▸ **Article**:
V Anequilibrium Dynamics

[p. 2473l, §2]
The divergence of expectation values for block energies makes it clear that the concept of stationarity for macroscopic block variables requires modification whenever the system is at an anequilibrium transition. In the ensemble limit each block becomes an infinite system. The present section discusses general aspects of the macroscopic dynamics.

[p. 2473l, §3]
The connection between the static properties discussed in the preceding sections and the macroscopic time evolution is provided by the ergodic hypothesis. The ergodic hypothesis allows one to view a sequence of block variables $X_{{iN}}$ as a sequence of snapshots $X_{N}(t_{i})=X_{{iN}}$ representing a possible stroboscopically recorded time evolution of a single block. This temporal embedding of an arbitrary sequence of block variables defines the sequence $t_{i}$ of time points as a strictly increasing stochastic sequence with stationary and positive random increments $\tau _{i}=t_{{i-1}}-t_{i}>0$ . The time instants $t_{i}>0$ are positive random variables and, assuming $t_{0}=0$ , one has $t_{N}=\tau _{1}+\dots+\tau _{N}$ . The critical ensemble limit corresponds now to the long-time limit of a large system. In this limit the distribution function $P_{N}(t)$ of the variables $t_{N}$ converges to that of a one-sided stable law with index ${\tilde{\omega}}_{t}$ , and symmetry parameter $\zeta _{t}$ . In general the index ${\tilde{\omega}}_{t}$ , will be a new exponent which is different from the static exponents and also depends on the macroscopic observable $X$ of interest.

▸ **Records provided**:

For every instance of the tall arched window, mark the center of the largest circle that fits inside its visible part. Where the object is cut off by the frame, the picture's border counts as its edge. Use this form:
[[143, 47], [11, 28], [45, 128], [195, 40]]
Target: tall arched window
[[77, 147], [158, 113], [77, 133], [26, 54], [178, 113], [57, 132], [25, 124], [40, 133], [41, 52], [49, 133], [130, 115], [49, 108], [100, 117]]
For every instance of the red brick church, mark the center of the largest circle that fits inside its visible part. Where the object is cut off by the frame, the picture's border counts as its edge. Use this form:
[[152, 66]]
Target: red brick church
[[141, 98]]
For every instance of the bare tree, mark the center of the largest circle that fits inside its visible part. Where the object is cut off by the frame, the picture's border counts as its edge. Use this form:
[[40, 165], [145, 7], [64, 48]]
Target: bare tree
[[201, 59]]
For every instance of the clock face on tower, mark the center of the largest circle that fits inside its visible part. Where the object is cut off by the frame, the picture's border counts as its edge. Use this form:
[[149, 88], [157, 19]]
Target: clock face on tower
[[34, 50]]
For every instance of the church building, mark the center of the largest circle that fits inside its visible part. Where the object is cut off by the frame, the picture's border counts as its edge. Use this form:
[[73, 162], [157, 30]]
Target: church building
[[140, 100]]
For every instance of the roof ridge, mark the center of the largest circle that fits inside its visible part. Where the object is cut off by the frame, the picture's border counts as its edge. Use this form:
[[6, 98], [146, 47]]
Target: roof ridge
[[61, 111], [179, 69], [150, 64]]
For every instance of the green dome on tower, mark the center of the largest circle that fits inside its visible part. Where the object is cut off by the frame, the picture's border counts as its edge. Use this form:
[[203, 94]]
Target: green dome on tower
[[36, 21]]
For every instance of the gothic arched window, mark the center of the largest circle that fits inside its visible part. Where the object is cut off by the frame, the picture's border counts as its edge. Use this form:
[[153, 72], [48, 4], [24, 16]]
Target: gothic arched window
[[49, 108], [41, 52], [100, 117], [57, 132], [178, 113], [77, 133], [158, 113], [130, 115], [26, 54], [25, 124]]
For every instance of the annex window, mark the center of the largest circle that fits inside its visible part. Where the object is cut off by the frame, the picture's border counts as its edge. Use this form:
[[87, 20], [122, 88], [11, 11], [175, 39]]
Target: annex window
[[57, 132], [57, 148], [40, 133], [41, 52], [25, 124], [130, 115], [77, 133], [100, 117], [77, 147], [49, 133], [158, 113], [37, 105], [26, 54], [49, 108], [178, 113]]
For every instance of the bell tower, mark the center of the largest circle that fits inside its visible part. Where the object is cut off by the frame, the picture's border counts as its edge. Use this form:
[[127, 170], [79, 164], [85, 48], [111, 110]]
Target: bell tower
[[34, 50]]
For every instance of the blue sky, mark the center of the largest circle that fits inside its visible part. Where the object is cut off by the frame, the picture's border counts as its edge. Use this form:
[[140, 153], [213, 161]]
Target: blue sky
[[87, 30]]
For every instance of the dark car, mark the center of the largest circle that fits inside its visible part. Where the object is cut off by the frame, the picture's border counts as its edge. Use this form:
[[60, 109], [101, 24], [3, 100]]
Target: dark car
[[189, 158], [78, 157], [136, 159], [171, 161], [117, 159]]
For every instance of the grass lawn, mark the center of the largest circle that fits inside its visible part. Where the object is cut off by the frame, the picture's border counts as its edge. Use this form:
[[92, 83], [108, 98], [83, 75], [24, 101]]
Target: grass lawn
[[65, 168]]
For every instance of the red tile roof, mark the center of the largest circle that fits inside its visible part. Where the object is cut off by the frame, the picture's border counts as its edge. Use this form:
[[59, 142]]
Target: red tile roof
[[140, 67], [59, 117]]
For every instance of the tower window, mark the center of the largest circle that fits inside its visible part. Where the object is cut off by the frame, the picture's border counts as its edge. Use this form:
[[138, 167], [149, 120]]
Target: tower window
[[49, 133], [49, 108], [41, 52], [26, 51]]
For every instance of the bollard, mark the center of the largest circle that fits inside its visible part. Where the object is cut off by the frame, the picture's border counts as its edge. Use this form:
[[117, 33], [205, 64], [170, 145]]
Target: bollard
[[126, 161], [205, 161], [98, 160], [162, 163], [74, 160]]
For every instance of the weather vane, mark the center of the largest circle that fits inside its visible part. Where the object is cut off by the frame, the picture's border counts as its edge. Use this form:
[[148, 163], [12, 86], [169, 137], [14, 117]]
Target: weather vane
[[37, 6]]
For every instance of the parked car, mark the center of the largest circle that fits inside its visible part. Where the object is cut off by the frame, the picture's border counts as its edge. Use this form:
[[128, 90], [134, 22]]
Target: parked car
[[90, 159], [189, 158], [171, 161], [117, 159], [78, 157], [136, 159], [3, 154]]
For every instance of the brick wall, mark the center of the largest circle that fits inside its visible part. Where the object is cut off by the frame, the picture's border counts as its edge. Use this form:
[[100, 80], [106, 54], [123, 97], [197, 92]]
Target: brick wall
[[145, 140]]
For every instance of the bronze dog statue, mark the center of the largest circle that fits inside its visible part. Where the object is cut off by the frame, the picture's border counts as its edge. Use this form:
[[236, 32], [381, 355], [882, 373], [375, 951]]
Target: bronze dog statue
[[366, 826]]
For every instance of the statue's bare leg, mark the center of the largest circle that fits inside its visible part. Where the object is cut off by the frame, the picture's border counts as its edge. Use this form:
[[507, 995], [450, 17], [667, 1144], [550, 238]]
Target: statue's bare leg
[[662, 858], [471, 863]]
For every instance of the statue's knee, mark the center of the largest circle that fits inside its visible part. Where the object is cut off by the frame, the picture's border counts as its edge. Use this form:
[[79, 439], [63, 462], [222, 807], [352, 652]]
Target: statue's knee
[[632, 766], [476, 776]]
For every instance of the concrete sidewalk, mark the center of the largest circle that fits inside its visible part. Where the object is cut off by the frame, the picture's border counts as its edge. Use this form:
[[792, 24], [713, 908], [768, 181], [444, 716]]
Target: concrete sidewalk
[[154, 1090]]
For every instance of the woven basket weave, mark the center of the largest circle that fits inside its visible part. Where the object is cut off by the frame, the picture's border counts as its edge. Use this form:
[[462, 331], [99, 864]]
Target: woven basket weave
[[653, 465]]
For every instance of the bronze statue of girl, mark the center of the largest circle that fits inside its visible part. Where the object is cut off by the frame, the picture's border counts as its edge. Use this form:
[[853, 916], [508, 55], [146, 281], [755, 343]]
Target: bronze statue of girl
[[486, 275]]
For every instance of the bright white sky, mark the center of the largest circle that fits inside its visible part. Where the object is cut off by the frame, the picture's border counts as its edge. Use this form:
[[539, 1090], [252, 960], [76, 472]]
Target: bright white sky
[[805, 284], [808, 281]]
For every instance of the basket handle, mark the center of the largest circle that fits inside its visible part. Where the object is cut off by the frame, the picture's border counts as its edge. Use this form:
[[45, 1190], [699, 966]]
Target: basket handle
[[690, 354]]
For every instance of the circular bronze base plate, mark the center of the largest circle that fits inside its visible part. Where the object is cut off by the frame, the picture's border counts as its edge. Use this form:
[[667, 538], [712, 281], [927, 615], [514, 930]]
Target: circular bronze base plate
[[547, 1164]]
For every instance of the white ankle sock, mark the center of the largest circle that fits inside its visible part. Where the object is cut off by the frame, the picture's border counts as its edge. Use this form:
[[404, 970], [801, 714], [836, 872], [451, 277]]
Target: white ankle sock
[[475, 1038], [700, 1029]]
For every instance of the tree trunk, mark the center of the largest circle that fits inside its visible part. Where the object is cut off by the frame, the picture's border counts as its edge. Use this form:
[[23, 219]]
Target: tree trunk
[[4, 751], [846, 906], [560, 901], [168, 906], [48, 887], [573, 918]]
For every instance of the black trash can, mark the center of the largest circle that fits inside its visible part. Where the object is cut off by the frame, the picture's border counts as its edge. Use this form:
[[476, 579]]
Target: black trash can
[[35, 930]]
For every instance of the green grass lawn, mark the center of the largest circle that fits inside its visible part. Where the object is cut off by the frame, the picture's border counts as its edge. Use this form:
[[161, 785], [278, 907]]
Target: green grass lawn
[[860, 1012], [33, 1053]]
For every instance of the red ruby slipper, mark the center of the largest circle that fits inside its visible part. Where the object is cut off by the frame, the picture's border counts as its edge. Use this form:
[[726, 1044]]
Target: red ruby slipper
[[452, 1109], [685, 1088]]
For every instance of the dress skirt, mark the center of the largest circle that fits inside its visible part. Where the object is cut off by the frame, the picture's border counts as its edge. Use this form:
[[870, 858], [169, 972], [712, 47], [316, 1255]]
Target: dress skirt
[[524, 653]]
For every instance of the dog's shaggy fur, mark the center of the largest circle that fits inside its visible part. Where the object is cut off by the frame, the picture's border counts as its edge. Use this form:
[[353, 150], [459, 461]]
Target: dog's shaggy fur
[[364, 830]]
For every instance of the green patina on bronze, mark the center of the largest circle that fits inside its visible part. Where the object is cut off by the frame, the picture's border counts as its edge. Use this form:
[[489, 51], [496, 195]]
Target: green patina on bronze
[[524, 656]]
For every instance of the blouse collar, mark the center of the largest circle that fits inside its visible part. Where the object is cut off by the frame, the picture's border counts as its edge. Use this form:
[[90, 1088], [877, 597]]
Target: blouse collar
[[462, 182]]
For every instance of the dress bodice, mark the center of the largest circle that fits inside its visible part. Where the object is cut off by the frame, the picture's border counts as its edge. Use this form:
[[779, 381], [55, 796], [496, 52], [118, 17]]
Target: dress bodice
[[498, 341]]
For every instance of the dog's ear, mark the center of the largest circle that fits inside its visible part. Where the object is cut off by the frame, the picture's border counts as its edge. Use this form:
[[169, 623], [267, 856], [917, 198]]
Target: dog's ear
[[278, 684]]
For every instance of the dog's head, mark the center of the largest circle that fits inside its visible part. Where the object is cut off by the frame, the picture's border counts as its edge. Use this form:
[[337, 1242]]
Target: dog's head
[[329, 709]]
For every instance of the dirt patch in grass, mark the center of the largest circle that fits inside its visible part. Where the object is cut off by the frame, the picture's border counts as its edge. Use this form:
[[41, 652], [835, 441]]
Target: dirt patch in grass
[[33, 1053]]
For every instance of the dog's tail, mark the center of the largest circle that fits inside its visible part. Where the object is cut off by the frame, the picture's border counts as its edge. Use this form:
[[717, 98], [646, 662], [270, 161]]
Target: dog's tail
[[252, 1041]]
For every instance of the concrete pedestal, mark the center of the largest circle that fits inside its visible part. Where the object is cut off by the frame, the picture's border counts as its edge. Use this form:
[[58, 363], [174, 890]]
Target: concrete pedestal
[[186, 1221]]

▸ **Things to do**:
(1) Print the passage of the anequilibrium dynamics section from "[p. 2473l, §2]" to "the macroscopic dynamics." word for word.
(2) Pick up the section on anequilibrium dynamics after its last sentence and continue it.

▸ **In response**:
(1)
[p. 2473l, §2]
The divergence of expectation values for block energies makes it clear that the concept of stationarity for macroscopic block variables requires modification whenever the system is at an anequilibrium transition. In the ensemble limit each block becomes an infinite system. The present section discusses general aspects of the macroscopic dynamics.

(2)
[p. 2473l, §4]
An important observation for the temporal process defined through a sequence $X_{{iN}}$ of block variables is that the limiting law must be one sided, i. e., the limiting distribution function $P(t)$ is nonzero only for $t>0$ . This places the restrictions $\zeta _{t}=1$ and $0<{\tilde{\omega}}_{t}\leq 1$ on the parameters of the possible limiting distributions. A second important

[p. 2473r, §4]
observation is that each distribution $P_{N}(t)$ defines a stable convolution semigroup $\mathfrak{P}(D_{N})$ [28] with a continuous $N$ -dependent parameter $D_{N}$ given in (3.18). The convolution operators defined as

$\mathfrak{P}(D_{N})f(t)=\int^{\infty}_{{-\infty}}f(t-t^{\prime})dP_{N}(t^{\prime})$

(5.1)

with $D_{N}=[N/D\mathfrak{L}^{*}(N^{{-1}})]^{{1/{\tilde{\omega}}_{t}}}$ , $D>0$ have the semigroup property [28]

$\mathfrak{P}(D_{N})\mathfrak{P}(D^{\prime}_{N})=\mathfrak{P}(D_{N}+D^{\prime}_{N}),$

(5.2)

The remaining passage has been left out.